100 years of asteroid strikes....




100(ish) years of asteroid strikes:
If a rock hits you on the head the natural assumption is... someone threw it, the house is collapsing, a malicious hang glider dropped it.....well anything other than 'it dropped out of an empty sky'.

Because the world doesn't work that way... except when it does.



In fact the main reason people don't get scares like that more often is just that it's a big ass planet Earth. Lots of it is uninhabited (or the ocean), and most people  spend most of their time inside. The University of Western Ontario did a study of US early warning satellite readings over eight years. He identified 300 explosions caused by 1 to 10 m  sized space rocks in that time. It happens a lot: below is a map of all the asteroid impacts over 9 years

The 'Little Boy' Hiroshima bomb would fall in between the second and third blobs on the right hand end of the scale - that's a lot of bang, but look how much falls over the ocean, or sparsely inhabited areas - it's no wonder most go unnoticed.
The reason why we don't all live in concrete and steel underground shelters is our planet's atmosphere, that heats most of them so much they explode well above ground height - without it this would happen fairly often:

OK, an asteroid that size would get through anyway. Somehow I never get tired of seeing CGI cities bite it....
 

...but bare in mind that (outside of Cameron land) that's a one in 10,000 year event, so  please don't make like the citizens of Springfield.

### Dataset records
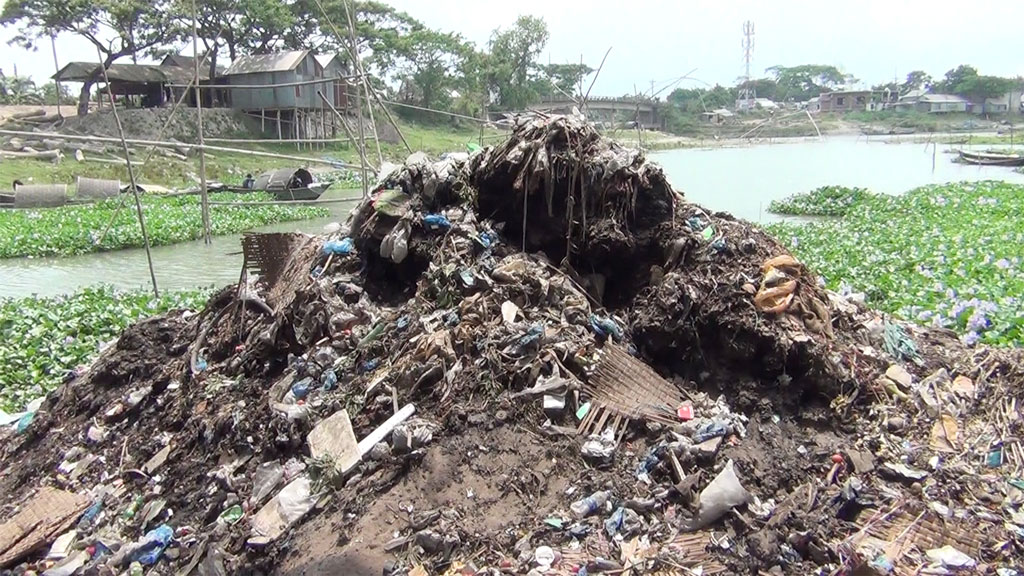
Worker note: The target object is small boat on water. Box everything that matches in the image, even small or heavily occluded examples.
[252,168,331,200]
[959,150,1024,166]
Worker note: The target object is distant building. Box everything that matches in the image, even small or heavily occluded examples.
[912,94,971,114]
[971,89,1024,115]
[700,108,734,124]
[52,61,195,108]
[808,90,896,113]
[222,50,348,138]
[516,97,662,130]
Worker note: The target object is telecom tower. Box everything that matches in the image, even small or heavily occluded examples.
[736,20,758,110]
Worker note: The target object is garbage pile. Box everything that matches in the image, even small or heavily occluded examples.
[0,116,1024,576]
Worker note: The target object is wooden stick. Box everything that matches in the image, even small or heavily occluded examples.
[341,0,384,165]
[316,91,377,177]
[370,80,409,154]
[191,0,212,245]
[167,75,359,90]
[96,48,160,298]
[210,198,362,206]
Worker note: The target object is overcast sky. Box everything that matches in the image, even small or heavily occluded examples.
[0,0,1024,95]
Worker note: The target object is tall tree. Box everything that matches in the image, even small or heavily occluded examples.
[936,64,978,92]
[767,64,857,100]
[487,16,549,110]
[900,70,932,94]
[0,0,172,116]
[541,64,594,97]
[402,28,471,110]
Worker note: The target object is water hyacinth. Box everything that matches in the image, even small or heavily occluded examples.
[0,193,329,258]
[0,287,208,411]
[768,181,1024,345]
[768,186,871,216]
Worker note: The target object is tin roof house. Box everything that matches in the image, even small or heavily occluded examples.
[222,50,348,139]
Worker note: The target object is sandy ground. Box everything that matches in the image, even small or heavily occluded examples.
[0,105,78,121]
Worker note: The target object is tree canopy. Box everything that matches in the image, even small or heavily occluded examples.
[766,64,857,101]
[0,0,173,116]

### Task requirements
In the asteroid strikes text, how many explosions did the study of US early warning satellite readings identify, and what caused them?

### Task output
It identified 300 explosions caused by space rocks 1 to 10 m in size.